Re: nature of electrical influence
- From: "PD" <TheDraperFamily@xxxxxxxxx>
- Date: 17 Sep 2005 06:45:27 -0700
franklinhu@xxxxxxxxx wrote:
> PD wrote:
> > franklinhu@xxxxxxxxx wrote:
> > > How does emitting photons create an attraction?
> > >
> > > Initially, I said that photons could not create an attraction, but
> > > actually this does occur in my own model of space. According to my
> > > model, protons and electrons emit an extremely high frequency
> > > electromagnetic radiation - which could be thought of as high frequency
> > > photons. I would imagine the frequency is in the range of 10^30 cps -
> > > well beyond gamma ray radiation.
> >
> > You can well imagine anything we do not presently see. Is there a basis
> > for this imagination?
>
> I only made a very rough calculation based on my guess at the size of
> the aether particle, plancks constant and the maximum possible
> frequency based on those dimensions.
And why is the *maximum* possible frequency the one that would be most
commonly populated?
> The highest observable EM wave is
> around 10^20, so I am predicting a frequency nearly a million times
> faster than that. EM radiation has radically different properties
> depending on the frequency and I am thinking the ultra-high frequency
> makes it nearly impossible to detect.
And why is that a good thing to propose?
>
> >
> > >
> > > However, my model excludes photons as having localized particle
> > > features, photons are purely wave phenomenon. Photons get a fixed
> > > quantity of energy associated with them due to their fixed amplitude
> > > and wave train size. This quantization of energy has been mistaken for
> > > photons having a particle like nature. I would say they have a
> > > wave-packet nature, not a particle nature in any sense.
> >
> > Perhaps you should distinguish for us the difference between a wave
> > packet and a particle. What properties does one have that the other
> > does not?

Challenge :: Please reproduce the entire forum post on electrical influence above, word for word.

Records
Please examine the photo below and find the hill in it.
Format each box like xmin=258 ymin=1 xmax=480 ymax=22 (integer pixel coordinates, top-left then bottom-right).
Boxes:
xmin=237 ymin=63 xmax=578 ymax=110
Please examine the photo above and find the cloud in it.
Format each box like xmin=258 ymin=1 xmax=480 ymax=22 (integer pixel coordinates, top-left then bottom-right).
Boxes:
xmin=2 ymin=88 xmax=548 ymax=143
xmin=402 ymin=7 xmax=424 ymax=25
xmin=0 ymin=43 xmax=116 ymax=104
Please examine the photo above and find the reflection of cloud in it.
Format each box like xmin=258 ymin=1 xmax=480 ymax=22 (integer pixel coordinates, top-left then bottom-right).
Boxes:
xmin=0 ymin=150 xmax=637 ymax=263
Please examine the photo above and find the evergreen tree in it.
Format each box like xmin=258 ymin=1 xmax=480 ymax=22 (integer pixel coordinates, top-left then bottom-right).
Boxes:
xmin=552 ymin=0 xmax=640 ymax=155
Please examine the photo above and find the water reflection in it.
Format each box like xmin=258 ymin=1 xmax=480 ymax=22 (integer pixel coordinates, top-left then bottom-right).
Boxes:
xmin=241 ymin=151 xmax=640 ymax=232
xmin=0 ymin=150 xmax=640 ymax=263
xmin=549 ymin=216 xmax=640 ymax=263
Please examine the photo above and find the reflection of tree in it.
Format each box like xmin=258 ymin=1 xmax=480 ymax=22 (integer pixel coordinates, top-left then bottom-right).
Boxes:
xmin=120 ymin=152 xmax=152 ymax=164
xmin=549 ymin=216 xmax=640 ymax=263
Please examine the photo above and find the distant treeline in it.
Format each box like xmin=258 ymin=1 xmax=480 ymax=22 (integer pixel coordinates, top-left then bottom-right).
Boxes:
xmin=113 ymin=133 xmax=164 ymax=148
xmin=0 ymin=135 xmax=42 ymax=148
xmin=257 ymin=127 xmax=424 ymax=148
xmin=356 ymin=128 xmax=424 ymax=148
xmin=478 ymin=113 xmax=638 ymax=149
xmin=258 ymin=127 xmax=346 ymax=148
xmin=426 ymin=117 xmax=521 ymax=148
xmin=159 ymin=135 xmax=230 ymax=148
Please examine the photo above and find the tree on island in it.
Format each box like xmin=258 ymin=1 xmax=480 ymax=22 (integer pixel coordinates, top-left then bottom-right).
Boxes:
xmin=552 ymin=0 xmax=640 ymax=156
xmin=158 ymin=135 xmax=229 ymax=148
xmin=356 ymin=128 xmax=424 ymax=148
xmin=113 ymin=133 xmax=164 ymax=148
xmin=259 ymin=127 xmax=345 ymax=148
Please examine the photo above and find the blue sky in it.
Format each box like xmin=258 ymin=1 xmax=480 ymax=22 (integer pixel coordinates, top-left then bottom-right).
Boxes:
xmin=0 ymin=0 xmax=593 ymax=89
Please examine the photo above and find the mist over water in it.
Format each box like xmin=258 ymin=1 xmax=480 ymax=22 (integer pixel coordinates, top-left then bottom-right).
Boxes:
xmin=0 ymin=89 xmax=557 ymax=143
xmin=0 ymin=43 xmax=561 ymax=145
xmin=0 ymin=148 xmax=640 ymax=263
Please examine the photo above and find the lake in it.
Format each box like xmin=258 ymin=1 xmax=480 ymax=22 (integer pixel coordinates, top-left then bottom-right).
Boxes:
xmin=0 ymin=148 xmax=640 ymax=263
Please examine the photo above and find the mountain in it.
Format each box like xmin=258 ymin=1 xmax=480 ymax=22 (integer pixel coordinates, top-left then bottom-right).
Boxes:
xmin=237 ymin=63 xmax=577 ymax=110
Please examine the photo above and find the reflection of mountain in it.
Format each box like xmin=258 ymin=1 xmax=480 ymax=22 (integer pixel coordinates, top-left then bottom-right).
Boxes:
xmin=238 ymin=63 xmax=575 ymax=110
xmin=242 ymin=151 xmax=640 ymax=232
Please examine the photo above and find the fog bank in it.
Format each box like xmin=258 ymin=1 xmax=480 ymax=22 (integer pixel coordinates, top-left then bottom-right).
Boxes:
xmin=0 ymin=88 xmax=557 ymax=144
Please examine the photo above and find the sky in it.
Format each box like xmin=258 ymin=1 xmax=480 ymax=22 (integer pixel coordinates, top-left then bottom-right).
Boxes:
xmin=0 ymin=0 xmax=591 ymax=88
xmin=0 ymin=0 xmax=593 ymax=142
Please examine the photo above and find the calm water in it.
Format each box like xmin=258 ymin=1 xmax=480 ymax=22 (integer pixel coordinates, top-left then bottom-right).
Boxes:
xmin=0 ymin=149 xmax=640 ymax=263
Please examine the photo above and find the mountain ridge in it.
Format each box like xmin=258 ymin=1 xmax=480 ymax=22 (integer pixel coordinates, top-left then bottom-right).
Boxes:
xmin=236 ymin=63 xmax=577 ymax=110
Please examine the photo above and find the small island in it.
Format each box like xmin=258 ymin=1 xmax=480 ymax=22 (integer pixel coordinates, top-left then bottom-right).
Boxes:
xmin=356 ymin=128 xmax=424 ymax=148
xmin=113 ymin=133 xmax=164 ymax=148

Correct answer ::
Re: nature of electrical influence
- From: "PD" <TheDraperFamily@xxxxxxxxx>
- Date: 17 Sep 2005 06:45:27 -0700
franklinhu@xxxxxxxxx wrote:
> PD wrote:
> > franklinhu@xxxxxxxxx wrote:
> > > How does emitting photons create an attraction?
> > >
> > > Initially, I said that photons could not create an attraction, but
> > > actually this does occur in my own model of space. According to my
> > > model, protons and electrons emit an extremely high frequency
> > > electromagnetic radiation - which could be thought of as high frequency
> > > photons. I would imagine the frequency is in the range of 10^30 cps -
> > > well beyond gamma ray radiation.
> >
> > You can well imagine anything we do not presently see. Is there a basis
> > for this imagination?
>
> I only made a very rough calculation based on my guess at the size of
> the aether particle, plancks constant and the maximum possible
> frequency based on those dimensions.
And why is the *maximum* possible frequency the one that would be most
commonly populated?
> The highest observable EM wave is
> around 10^20, so I am predicting a frequency nearly a million times
> faster than that. EM radiation has radically different properties
> depending on the frequency and I am thinking the ultra-high frequency
> makes it nearly impossible to detect.
And why is that a good thing to propose?
>
> >
> > >
> > > However, my model excludes photons as having localized particle
> > > features, photons are purely wave phenomenon. Photons get a fixed
> > > quantity of energy associated with them due to their fixed amplitude
> > > and wave train size. This quantization of energy has been mistaken for
> > > photons having a particle like nature. I would say they have a
> > > wave-packet nature, not a particle nature in any sense.
> >
> > Perhaps you should distinguish for us the difference between a wave
> > packet and a particle. What properties does one have that the other
> > does not?